(Object location annotation data)
※ ※ ※
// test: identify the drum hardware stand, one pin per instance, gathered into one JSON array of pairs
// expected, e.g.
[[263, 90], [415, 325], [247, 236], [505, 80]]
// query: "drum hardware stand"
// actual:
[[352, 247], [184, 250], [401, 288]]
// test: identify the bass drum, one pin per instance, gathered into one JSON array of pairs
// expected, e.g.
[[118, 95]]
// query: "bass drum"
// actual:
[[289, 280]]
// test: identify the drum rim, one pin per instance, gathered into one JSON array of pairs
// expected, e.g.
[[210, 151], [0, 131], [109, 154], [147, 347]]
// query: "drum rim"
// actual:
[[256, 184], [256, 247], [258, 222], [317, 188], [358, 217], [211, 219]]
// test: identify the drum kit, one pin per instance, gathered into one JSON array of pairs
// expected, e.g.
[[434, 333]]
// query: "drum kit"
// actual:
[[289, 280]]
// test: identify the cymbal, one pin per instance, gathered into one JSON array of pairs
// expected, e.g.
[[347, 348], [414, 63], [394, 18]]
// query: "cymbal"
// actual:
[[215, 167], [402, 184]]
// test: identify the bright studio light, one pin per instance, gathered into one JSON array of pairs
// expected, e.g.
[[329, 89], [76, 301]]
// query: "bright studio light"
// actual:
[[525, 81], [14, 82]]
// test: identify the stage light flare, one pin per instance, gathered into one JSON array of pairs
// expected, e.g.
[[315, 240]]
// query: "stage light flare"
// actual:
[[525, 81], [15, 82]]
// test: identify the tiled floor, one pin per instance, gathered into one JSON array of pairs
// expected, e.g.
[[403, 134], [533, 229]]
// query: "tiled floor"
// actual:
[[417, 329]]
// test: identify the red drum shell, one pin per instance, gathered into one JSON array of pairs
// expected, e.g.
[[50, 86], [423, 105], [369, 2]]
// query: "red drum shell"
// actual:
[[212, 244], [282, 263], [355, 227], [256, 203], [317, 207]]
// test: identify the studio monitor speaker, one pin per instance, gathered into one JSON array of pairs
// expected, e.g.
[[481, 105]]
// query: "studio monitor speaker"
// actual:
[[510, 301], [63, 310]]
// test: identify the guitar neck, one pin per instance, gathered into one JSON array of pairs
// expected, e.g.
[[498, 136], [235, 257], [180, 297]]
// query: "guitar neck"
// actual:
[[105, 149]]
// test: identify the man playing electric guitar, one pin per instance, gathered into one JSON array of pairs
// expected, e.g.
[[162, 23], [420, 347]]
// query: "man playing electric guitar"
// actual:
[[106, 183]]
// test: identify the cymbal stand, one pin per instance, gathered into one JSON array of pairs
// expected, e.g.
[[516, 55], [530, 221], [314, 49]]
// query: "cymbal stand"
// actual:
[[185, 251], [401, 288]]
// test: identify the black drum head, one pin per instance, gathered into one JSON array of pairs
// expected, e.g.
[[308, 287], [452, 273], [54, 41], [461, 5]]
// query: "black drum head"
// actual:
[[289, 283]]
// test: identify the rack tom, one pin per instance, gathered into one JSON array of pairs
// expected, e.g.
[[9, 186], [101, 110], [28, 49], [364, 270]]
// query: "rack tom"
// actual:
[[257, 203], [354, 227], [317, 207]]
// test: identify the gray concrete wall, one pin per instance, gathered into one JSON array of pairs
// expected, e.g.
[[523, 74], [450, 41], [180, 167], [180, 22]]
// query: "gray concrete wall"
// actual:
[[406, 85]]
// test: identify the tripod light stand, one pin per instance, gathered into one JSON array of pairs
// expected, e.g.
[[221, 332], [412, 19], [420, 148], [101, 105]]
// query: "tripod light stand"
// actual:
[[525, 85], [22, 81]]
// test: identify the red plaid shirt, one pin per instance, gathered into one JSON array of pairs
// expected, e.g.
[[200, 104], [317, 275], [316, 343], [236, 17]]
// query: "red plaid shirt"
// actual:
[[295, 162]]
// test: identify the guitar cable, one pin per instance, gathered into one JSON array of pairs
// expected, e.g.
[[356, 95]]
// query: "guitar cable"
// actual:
※ ※ ※
JOB
Can you render every line of the items above as a Markdown table with a "Row" column holding the row number and a "Line" column holding the line, leaving out blank lines?

REPLY
| Row | Line |
|---|---|
| 1 | // test: identify the drum hardware stand, one pin per instance, gathered into one JSON array of pairs |
| 2 | // expected, e.g. |
| 3 | [[263, 90], [415, 325], [247, 236], [505, 80]] |
| 4 | // query: "drum hardware stand" |
| 5 | // actual: |
| 6 | [[352, 247], [184, 250], [401, 288]] |
| 7 | // test: identify the bass drum, one pin per instance, gathered into one JSON array of pairs |
| 8 | // expected, e.g. |
| 9 | [[118, 95]] |
| 10 | // query: "bass drum" |
| 11 | // actual: |
| 12 | [[289, 280]] |
| 13 | // test: identify the drum rim, one pin per instance, gathered into one JSON array of pairs |
| 14 | // expected, e.g. |
| 15 | [[210, 151], [0, 131], [109, 154], [147, 347]] |
| 16 | // query: "drum rim" |
| 17 | // actual: |
| 18 | [[256, 184], [256, 247], [258, 222], [317, 188], [358, 217], [211, 219]] |
| 19 | // test: identify the drum kit, one pin per instance, gathered into one JSON array of pairs |
| 20 | // expected, e.g. |
| 21 | [[434, 333]] |
| 22 | // query: "drum kit" |
| 23 | // actual: |
| 24 | [[289, 280]] |
| 25 | // test: identify the cymbal, one pin per instance, gathered into one JSON array of pairs |
| 26 | // expected, e.g. |
| 27 | [[347, 348], [414, 63], [394, 18]] |
| 28 | // query: "cymbal" |
| 29 | // actual: |
| 30 | [[215, 167], [402, 184]] |
| 31 | // test: identify the bright studio light, one pin per instance, gathered into one JSON array of pairs |
| 32 | // expected, e.g. |
| 33 | [[329, 89], [76, 301]] |
| 34 | // query: "bright studio light" |
| 35 | // actual: |
| 36 | [[525, 81], [14, 82]] |
| 37 | // test: identify the stage light flare, one pin per instance, gathered into one JSON array of pairs |
| 38 | // expected, e.g. |
| 39 | [[315, 240]] |
| 40 | // query: "stage light flare" |
| 41 | // actual: |
| 42 | [[525, 81], [15, 82]] |
| 43 | // test: identify the tiled floor, one pin per instance, gathered into one JSON array of pairs |
| 44 | // expected, e.g. |
| 45 | [[403, 134], [533, 229]] |
| 46 | // query: "tiled floor" |
| 47 | // actual: |
| 48 | [[417, 329]] |
| 49 | // test: identify the red drum shell, one pin per instance, gathered into one JSON array of pairs |
| 50 | // expected, e.g. |
| 51 | [[50, 86], [423, 105], [369, 2]] |
| 52 | // query: "red drum shell" |
| 53 | // actual: |
| 54 | [[212, 244], [282, 263], [355, 227], [256, 203], [317, 207]] |
| 55 | // test: identify the studio monitor speaker, one pin per instance, gathered into one JSON array of pairs |
| 56 | // expected, e.g. |
| 57 | [[481, 105]] |
| 58 | // query: "studio monitor speaker" |
| 59 | // actual: |
| 60 | [[510, 301], [63, 310]] |
| 61 | // test: identify the guitar neck, one pin per instance, gathered into one JSON array of pairs |
| 62 | // expected, e.g. |
| 63 | [[498, 136], [235, 257], [180, 297]] |
| 64 | // query: "guitar neck" |
| 65 | // actual: |
| 66 | [[105, 149]] |
| 67 | // test: identify the man playing electric guitar, one pin per instance, gathered into one JSON array of pairs |
| 68 | // expected, e.g. |
| 69 | [[162, 23], [420, 347]] |
| 70 | // query: "man playing electric guitar" |
| 71 | // actual: |
| 72 | [[106, 183]] |
| 73 | // test: identify the cymbal stand, one pin per instance, gathered into one JSON array of pairs |
| 74 | // expected, e.g. |
| 75 | [[516, 55], [530, 221], [314, 49]] |
| 76 | // query: "cymbal stand" |
| 77 | // actual: |
| 78 | [[185, 251], [401, 288]] |
| 79 | // test: identify the black drum head, one pin per instance, gathered into one JSON array of pairs |
| 80 | // expected, e.g. |
| 81 | [[308, 287], [452, 273], [54, 41], [461, 5]] |
| 82 | // query: "black drum head" |
| 83 | // actual: |
| 84 | [[289, 283]] |
| 85 | // test: identify the rack tom, one pin per instance, gathered into one JSON array of pairs |
| 86 | // expected, e.g. |
| 87 | [[9, 186], [101, 110], [28, 49], [364, 270]] |
| 88 | // query: "rack tom" |
| 89 | // actual: |
| 90 | [[257, 203], [354, 227], [317, 207]] |
| 91 | // test: identify the gray concrete wall, one pin per instance, gathered into one JSON array of pairs |
| 92 | // expected, e.g. |
| 93 | [[523, 74], [450, 41], [180, 167], [180, 22]] |
| 94 | // query: "gray concrete wall" |
| 95 | // actual: |
| 96 | [[406, 85]] |
| 97 | // test: identify the tripod light stand, one pin per instance, gathered into one JSON array of pairs |
| 98 | // expected, e.g. |
| 99 | [[221, 332], [412, 19], [420, 148], [101, 105]] |
| 100 | // query: "tripod light stand" |
| 101 | // actual: |
| 102 | [[525, 85], [22, 81]] |
| 103 | // test: identify the red plaid shirt, one pin per instance, gathered into one JSON array of pairs |
| 104 | // expected, e.g. |
| 105 | [[200, 104], [317, 275], [316, 343], [236, 17]] |
| 106 | // query: "red plaid shirt" |
| 107 | // actual: |
| 108 | [[295, 162]] |
| 109 | // test: identify the guitar cable, one pin per instance, gathered into one JSON array of pairs |
| 110 | // expected, e.g. |
| 111 | [[356, 95]] |
| 112 | // query: "guitar cable" |
| 113 | // actual: |